Reproduce the material that follows, keeping every line exactly as it is.

# # # # #

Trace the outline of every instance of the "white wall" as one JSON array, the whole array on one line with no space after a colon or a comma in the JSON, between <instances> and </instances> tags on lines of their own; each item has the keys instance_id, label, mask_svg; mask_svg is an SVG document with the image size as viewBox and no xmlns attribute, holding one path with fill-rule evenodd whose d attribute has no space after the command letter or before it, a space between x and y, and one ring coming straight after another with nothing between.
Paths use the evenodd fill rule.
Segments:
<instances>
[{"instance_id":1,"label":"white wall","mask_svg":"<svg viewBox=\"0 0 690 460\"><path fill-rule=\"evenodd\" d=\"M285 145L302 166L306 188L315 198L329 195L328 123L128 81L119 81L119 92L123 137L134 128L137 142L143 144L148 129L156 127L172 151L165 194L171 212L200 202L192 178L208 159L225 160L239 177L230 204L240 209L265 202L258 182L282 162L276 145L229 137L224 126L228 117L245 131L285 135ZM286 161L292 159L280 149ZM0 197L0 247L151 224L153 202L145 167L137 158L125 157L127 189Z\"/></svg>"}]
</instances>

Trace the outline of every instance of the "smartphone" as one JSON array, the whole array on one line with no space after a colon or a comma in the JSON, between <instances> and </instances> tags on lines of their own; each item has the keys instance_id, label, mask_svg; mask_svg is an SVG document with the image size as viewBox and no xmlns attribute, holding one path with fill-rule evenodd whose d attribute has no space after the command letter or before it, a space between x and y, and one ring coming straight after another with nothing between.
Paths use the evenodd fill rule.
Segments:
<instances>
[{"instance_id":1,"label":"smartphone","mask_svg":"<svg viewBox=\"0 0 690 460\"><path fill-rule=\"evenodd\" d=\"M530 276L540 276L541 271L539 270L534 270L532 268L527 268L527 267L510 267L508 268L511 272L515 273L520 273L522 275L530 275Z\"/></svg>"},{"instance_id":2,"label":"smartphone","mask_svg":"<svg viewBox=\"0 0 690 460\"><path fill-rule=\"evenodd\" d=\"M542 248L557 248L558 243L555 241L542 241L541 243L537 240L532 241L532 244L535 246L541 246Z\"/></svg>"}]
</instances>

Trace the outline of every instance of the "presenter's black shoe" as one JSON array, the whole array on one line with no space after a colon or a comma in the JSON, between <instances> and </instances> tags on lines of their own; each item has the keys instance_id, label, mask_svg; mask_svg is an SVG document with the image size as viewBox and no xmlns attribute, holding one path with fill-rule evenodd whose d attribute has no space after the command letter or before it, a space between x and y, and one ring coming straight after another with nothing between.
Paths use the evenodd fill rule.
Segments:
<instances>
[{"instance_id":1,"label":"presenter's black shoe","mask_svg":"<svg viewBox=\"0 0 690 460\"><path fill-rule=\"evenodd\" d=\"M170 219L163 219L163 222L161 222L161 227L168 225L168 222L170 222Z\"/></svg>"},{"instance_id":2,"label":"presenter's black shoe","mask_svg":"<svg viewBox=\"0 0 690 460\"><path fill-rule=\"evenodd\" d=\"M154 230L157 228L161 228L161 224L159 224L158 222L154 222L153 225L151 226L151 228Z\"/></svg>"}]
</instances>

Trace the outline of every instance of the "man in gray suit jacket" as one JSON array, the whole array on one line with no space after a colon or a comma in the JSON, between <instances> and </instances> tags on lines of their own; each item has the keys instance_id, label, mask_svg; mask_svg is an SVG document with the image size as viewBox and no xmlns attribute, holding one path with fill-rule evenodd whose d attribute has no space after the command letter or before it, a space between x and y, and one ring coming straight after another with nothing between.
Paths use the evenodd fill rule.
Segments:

# # # # #

■ **REPLY TO THE EXERCISE**
Trace the outline of every instance of the "white wall" as one JSON array, the whole array on one line with no space after a colon or a comma in the JSON, between <instances> and </instances> tags on lines of their own; each item has the keys instance_id, label, mask_svg; mask_svg is an SVG document with the image size as viewBox and no xmlns attribute, holding one path with fill-rule evenodd whose d attribute has no space after the command letter or before it, a space between x and y, and one ring coming straight after another with nothing between.
Paths use the evenodd fill rule.
Segments:
<instances>
[{"instance_id":1,"label":"white wall","mask_svg":"<svg viewBox=\"0 0 690 460\"><path fill-rule=\"evenodd\" d=\"M285 145L302 166L306 188L315 198L329 195L328 123L128 81L119 81L119 92L123 137L134 128L137 142L143 144L148 129L156 127L172 151L165 194L171 212L200 202L192 178L208 159L225 160L239 177L230 204L240 209L265 202L258 182L282 162L276 145L229 137L224 126L228 117L245 131L285 135ZM286 161L292 159L280 149ZM0 197L0 247L151 224L153 202L145 167L137 158L125 157L127 189Z\"/></svg>"}]
</instances>

Trace the outline of every instance of the "smartphone" as one JSON array, the whole array on one line with no space after a colon or a comma in the JSON, between <instances> and </instances> tags on lines of their own; each item has the keys instance_id, label, mask_svg; mask_svg is an SVG document with the image size as viewBox and no xmlns attribute, holding one path with fill-rule evenodd whose d attribute has no space after the command letter or before it, a space between x and y, and one ring coming straight after another with nothing between.
Paths use the evenodd fill rule.
Segments:
<instances>
[{"instance_id":1,"label":"smartphone","mask_svg":"<svg viewBox=\"0 0 690 460\"><path fill-rule=\"evenodd\" d=\"M530 276L540 276L541 271L539 270L534 270L532 268L527 268L527 267L510 267L508 268L511 272L515 273L520 273L522 275L530 275Z\"/></svg>"},{"instance_id":2,"label":"smartphone","mask_svg":"<svg viewBox=\"0 0 690 460\"><path fill-rule=\"evenodd\" d=\"M542 248L557 248L558 243L555 241L542 241L541 243L537 240L532 241L532 244L535 246L541 246Z\"/></svg>"}]
</instances>

Trace the outline of every instance of the "presenter's black shoe" as one JSON array, the whole array on one line with no space after a colon or a comma in the JSON, between <instances> and </instances> tags on lines of their own; each item has the keys instance_id, label, mask_svg; mask_svg is an SVG document with the image size as viewBox and no xmlns attribute, holding one path with fill-rule evenodd whose d attribute has no space after the command letter or before it, a space between x and y, and one ring coming straight after another with nothing between.
Paths use the evenodd fill rule.
Segments:
<instances>
[{"instance_id":1,"label":"presenter's black shoe","mask_svg":"<svg viewBox=\"0 0 690 460\"><path fill-rule=\"evenodd\" d=\"M170 219L163 219L163 222L161 222L161 227L168 225L168 222L170 222Z\"/></svg>"},{"instance_id":2,"label":"presenter's black shoe","mask_svg":"<svg viewBox=\"0 0 690 460\"><path fill-rule=\"evenodd\" d=\"M154 230L157 228L161 228L161 224L159 224L158 222L154 222L153 225L151 226L151 228Z\"/></svg>"}]
</instances>

Trace the outline of every instance of the "man in gray suit jacket" as one JSON array, the whole array on one line with no space after a colon or a comma in the JSON, between <instances> and </instances> tags on lines of their own; each item has the keys instance_id, label, mask_svg; mask_svg is an SVG document with the image size as viewBox and no xmlns attribute, holding one path with fill-rule evenodd whose d attribute has no space after the command letter or before it, a space between x and y, and one ring coming straight after another with nothing between.
Paths use the evenodd fill rule.
Segments:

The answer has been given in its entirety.